#### [Problem description]
Which lines of the data contain the string "headscarf"? Show each of them.

[Recorded data]
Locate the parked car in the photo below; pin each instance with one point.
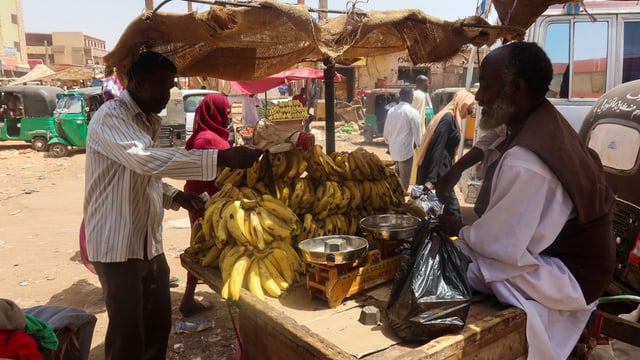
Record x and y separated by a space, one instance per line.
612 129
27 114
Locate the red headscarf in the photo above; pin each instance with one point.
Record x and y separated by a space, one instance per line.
--
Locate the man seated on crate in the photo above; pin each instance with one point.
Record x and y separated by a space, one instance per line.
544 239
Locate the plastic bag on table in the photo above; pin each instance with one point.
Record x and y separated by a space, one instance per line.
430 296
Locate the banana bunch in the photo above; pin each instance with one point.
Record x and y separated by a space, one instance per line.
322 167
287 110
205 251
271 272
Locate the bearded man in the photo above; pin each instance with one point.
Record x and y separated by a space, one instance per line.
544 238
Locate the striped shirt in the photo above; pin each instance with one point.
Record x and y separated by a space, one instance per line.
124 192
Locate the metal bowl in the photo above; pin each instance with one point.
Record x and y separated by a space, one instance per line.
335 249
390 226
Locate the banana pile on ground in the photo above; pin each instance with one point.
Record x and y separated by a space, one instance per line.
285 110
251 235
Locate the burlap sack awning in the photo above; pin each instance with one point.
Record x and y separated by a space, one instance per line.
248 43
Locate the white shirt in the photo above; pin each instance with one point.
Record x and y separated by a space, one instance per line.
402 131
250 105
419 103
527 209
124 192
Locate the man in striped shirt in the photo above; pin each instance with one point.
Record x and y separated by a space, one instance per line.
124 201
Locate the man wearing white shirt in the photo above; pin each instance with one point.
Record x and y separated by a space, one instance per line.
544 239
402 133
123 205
...
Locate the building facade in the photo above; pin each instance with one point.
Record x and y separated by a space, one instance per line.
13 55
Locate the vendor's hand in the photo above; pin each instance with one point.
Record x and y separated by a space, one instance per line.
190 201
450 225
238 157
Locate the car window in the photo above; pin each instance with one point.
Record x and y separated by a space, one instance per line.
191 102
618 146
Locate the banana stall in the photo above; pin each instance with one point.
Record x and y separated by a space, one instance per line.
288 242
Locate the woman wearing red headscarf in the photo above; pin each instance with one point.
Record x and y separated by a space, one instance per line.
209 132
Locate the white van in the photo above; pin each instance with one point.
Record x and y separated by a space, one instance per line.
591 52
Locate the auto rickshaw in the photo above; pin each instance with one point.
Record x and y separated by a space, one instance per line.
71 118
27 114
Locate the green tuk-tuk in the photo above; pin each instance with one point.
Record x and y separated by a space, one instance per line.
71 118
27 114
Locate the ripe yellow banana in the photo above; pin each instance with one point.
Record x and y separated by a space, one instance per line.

#### [Written reply]
Locate the red headscarf in the photo above; pin each instance with one point.
Locate the woman wearing red headscarf in the photo above; pin each instance with one point.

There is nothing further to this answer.